* START RECORDS FOR THIS EXERCISE *
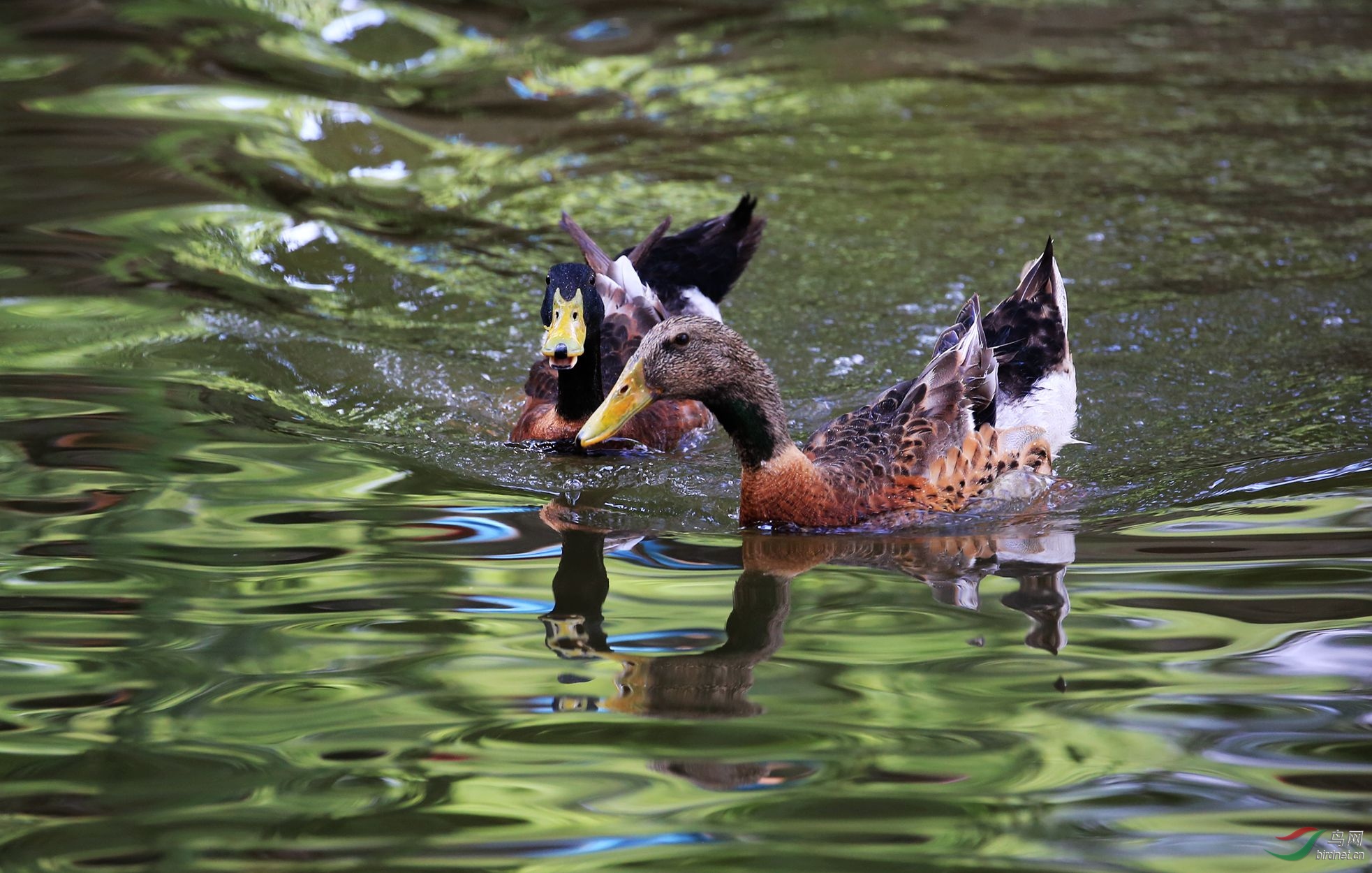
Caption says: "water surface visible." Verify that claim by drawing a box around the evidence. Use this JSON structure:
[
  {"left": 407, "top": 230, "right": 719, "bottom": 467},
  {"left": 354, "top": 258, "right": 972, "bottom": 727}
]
[{"left": 0, "top": 0, "right": 1372, "bottom": 873}]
* END RECORDS FOR THIS EXERCISE *
OBJECTIVE
Pull out each line of the records that contains the string "right". Case counts, so a line matches only when the capitalization is the same.

ANSWER TO THIS PROBLEM
  {"left": 407, "top": 230, "right": 719, "bottom": 467},
  {"left": 354, "top": 258, "right": 972, "bottom": 727}
[{"left": 0, "top": 0, "right": 1372, "bottom": 873}]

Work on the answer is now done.